Document excerpt ▸
::::

Wireshark mailing list archives

Re: use of -z io,stat


From: Stuart Kendrick <skendric () fhcrc org>
Date: Thu, 30 May 2013 06:08:46 -0700

Ahhh, I see -- I was confusing frame.time_delta with tcp_time_delta

Thank you,

--sk

On 5/29/2013 2:19 PM, Sake Blok wrote:
Stuart,

If you would have used frame.time_delta, it would have worked, however, tcp.time_delta is a delta time within the TCP 
conversation, so if there are more TCP sessions at the same time, you can end up with more time delta in the io stat 
then the capture time.

Example:

Frame 1, tcp stream 0, frame.time_relative = 0.000, frame.time_delta = 0.000, tcp.time_delta = 0.000
Frame 2, tcp stream 1, frame.time_relative = 0.100, frame.time_delta = 0.100, tcp.time_delta = 0.000
Frame 3, tcp stream 0, frame.time_relative = 1.000, frame.time_delta = 0.900, tcp.time_delta = 1.000
Frame 4, tcp stream 1, frame.time_relative = 1.100, frame.time_delta = 0.100, tcp.time_delta = 1.000

Sum frame.time_delta = 1.100, sum tcp.time_delta = 2.000

Cheers,
Sake


On 26 mei 2013, at 17:42, Stuart Kendrick wrote:

I'm trying to teach myself how to use the '-z io,stat' options in tshark

I was imagining that the following would tell me how many seconds the trace covers

tshark -r sample-http.pcapng -o tcp.calculate_timestamps:TRUE -qz "io,stat,0,SUM(tcp.time_delta)tcp.time_delta"

::::

Data ▸
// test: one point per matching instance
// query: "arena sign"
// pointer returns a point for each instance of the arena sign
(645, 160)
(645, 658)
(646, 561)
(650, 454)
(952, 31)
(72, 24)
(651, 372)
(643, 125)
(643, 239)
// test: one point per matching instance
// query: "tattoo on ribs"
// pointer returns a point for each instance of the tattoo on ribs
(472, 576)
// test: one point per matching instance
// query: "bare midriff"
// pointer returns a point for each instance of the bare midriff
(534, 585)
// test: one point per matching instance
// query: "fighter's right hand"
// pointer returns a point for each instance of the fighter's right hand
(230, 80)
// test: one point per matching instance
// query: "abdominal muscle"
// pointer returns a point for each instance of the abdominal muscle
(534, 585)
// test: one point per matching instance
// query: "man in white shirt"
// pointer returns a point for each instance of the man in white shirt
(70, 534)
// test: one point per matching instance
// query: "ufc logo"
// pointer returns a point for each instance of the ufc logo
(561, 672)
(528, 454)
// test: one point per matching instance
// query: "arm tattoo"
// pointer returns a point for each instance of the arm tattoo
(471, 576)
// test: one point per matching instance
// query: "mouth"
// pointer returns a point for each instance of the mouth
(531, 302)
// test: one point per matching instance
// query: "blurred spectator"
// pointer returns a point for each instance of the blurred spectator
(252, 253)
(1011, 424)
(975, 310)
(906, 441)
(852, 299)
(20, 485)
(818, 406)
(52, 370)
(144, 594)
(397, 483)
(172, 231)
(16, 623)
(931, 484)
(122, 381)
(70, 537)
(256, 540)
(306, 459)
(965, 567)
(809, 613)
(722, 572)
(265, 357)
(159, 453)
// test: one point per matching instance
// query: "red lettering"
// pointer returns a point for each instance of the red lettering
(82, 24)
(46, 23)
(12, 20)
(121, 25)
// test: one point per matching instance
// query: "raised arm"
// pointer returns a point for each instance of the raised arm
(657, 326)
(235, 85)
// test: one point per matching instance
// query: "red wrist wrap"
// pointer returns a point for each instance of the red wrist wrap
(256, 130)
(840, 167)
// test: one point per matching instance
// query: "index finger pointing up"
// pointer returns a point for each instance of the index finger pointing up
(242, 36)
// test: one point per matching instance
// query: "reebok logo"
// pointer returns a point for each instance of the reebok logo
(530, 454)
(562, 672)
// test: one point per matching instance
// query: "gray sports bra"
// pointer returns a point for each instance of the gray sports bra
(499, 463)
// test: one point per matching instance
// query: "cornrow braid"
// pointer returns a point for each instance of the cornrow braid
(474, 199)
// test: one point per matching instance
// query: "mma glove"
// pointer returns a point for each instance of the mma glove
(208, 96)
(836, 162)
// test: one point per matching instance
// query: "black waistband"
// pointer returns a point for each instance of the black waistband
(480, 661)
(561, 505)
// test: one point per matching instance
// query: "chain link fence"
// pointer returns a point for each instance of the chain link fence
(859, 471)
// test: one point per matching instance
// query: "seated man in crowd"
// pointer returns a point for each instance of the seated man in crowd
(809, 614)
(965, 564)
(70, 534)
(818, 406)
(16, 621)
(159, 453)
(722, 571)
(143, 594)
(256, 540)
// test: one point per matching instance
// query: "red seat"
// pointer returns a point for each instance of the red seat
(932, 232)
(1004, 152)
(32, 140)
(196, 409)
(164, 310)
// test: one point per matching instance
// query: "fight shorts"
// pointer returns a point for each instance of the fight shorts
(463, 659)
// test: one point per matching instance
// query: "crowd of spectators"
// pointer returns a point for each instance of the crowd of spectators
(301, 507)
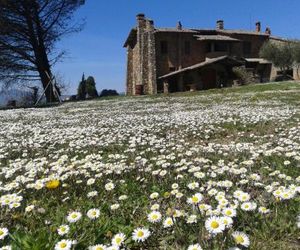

::::

In the Wireshark mailing list thread, which field did Stuart Kendrick say he had confused with tcp_time_delta? The material has no role here.

frame.time_delta